- **Provided entries**

================================

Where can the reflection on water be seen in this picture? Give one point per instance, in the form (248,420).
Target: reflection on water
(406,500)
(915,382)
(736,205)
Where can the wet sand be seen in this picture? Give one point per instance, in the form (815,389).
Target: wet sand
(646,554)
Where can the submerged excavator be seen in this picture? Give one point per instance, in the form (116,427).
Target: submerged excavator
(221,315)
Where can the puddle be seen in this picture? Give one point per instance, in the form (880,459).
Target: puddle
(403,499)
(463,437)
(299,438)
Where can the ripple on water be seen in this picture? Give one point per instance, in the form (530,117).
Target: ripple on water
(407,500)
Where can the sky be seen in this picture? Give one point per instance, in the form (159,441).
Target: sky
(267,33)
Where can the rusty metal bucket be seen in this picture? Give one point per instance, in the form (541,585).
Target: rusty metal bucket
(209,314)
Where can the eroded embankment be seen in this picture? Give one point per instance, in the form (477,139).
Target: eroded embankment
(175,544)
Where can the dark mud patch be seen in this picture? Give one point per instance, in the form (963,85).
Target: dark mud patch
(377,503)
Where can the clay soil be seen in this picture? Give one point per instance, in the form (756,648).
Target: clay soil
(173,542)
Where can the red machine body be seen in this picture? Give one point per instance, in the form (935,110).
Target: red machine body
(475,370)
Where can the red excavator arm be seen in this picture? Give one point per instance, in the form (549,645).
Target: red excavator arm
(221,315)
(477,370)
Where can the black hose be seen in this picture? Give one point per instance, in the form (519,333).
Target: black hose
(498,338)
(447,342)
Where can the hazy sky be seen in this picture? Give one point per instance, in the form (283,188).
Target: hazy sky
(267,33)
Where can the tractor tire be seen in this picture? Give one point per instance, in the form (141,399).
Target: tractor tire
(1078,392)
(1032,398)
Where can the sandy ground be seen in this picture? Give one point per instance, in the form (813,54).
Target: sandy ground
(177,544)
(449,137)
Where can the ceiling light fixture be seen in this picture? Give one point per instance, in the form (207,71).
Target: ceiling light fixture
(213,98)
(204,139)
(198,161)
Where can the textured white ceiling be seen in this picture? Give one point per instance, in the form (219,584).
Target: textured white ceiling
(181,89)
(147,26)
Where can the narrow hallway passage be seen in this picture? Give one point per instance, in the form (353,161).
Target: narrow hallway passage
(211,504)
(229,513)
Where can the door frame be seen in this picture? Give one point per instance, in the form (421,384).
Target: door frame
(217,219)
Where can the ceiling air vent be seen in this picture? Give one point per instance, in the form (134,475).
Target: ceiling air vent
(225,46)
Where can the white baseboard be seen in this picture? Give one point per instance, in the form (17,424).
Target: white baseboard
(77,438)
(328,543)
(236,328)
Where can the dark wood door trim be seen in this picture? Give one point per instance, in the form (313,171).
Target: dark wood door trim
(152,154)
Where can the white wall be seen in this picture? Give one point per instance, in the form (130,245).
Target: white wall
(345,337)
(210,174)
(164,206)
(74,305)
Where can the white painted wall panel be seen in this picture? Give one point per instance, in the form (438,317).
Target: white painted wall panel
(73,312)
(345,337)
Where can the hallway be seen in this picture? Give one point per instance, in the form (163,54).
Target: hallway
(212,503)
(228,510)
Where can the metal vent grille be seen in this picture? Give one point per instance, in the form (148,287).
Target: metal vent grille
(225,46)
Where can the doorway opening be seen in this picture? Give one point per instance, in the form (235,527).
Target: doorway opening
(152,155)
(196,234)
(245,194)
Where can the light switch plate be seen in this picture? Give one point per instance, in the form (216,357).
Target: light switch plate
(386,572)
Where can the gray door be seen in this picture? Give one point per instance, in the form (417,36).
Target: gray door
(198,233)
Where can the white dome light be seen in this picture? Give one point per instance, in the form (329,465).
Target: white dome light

================================

- **Aim**
Put every line of the entries above into a numbered list, skipping any blank lines.

- **Response to the exercise**
1. Where can the reflection on water be seen in this picture? Give one point per instance, in the form (248,420).
2. Target: reflection on water
3. (406,500)
4. (915,382)
5. (736,205)
6. Where can the wet sand be seen in this picture? Give one point per instance, in the form (815,389).
7. Target: wet sand
8. (646,554)
9. Where can the submerged excavator be seen in this picture? Give one point per instance, in the form (116,427).
10. Target: submerged excavator
11. (221,315)
12. Where can the puddle be seen in this picture? Give one point per instance, in the form (880,459).
13. Target: puddle
14. (403,499)
15. (463,437)
16. (299,438)
17. Where can the ripple on water be seen in this picture? Give one point per instance, in the form (530,117).
18. Target: ripple on water
19. (407,500)
20. Where can the sky be seen in this picture? Give one point per instance, in the form (159,441).
21. Target: sky
22. (267,33)
23. Where can the rusty metal bucket be seen in this picture? Give one point per instance, in the form (541,585).
24. Target: rusty metal bucket
25. (209,314)
26. Where can the eroded embankment be seen in this picture? Give one point per instance, in the form (477,139).
27. Target: eroded embankment
28. (175,544)
29. Where can the dark mud patch be seen in this picture? Give one point per instance, in the form (963,85).
30. Target: dark mud patch
31. (377,503)
32. Where can the clay soil be seen in this picture? Give one point per instance, in the form (756,648).
33. Target: clay soil
34. (173,542)
35. Where can the red machine body be seen in this picture? Give one point per instance, in the form (935,110).
36. Target: red machine body
37. (475,370)
38. Where can the red excavator arm be seen in this picture? Give one point per instance, in the form (549,645).
39. Target: red excavator arm
40. (221,315)
41. (477,370)
42. Where can the black hose be seen in this picture? Give one point per instance, in the form (519,333).
43. Target: black hose
44. (498,338)
45. (447,342)
46. Where can the hazy sky be seen in this picture? Give one point per instance, in the form (283,188).
47. Target: hazy sky
48. (267,33)
49. Where can the tractor tire be seen in this picture? Give one point per instance, in the form (141,399).
50. Target: tractor tire
51. (1078,392)
52. (1032,398)
53. Where can the sandy ground be seen in this picture? Give one point per instance, in the form (813,54).
54. Target: sandy ground
55. (177,544)
56. (449,137)
57. Where can the ceiling light fixture be seen in this picture? Give one point per instance, in the form (207,71).
58. Target: ceiling light fixture
59. (213,98)
60. (204,139)
61. (198,161)
62. Where can the textured white ceiling be seen in this picture? Give one point per instance, in the form (219,584).
63. Target: textured white ceiling
64. (181,89)
65. (147,26)
66. Where can the narrow hallway passage be seen in this picture? Give one point per instance, in the form (353,161).
67. Target: narrow hallway passage
68. (211,504)
69. (229,513)
70. Where can the door frame be seen in this picture? Give one point per instance, in the form (421,384).
71. Target: door frame
72. (217,219)
73. Where can the ceiling air vent be seen in this picture? Give one point per instance, in the form (134,475).
74. Target: ceiling air vent
75. (225,46)
76. Where can the white baseboard be seen in this picture? Give one point per instance, in the form (17,424).
77. Target: white baseboard
78. (77,438)
79. (328,543)
80. (236,328)
81. Where can the dark wood door trim be seen in this picture? Give one point per instance, in the form (313,171).
82. Target: dark wood door trim
83. (152,154)
84. Where can the white wall be seen in this picture? Give one point per instance, in the form (130,245).
85. Target: white wall
86. (345,337)
87. (210,174)
88. (164,206)
89. (74,305)
90. Where can the white painted wall panel be seen in this picture? Give one point per instance, in the form (438,317).
91. Target: white painted wall panel
92. (73,312)
93. (345,337)
94. Where can the hallway be seen in this picture? Give one point per instance, in the form (163,54).
95. Target: hallway
96. (212,503)
97. (228,510)
98. Where can the metal vent grille be seen in this picture? Give one point per instance, in the form (148,287).
99. Target: metal vent grille
100. (225,46)
101. Where can the doorway opening be seen in this picture? Give one point per instance, in the form (235,527).
102. Target: doorway opening
103. (152,155)
104. (196,234)
105. (245,194)
106. Where can the light switch plate be seen in this picture? Give one point per instance, in the form (216,357).
107. Target: light switch plate
108. (386,572)
109. Where can the gray door be seen in this picture? Give one point per instance, in the form (417,36).
110. Target: gray door
111. (198,233)
112. Where can the white dome light be seen in this picture? Give one point per instance, in the form (329,465).
113. Target: white dome light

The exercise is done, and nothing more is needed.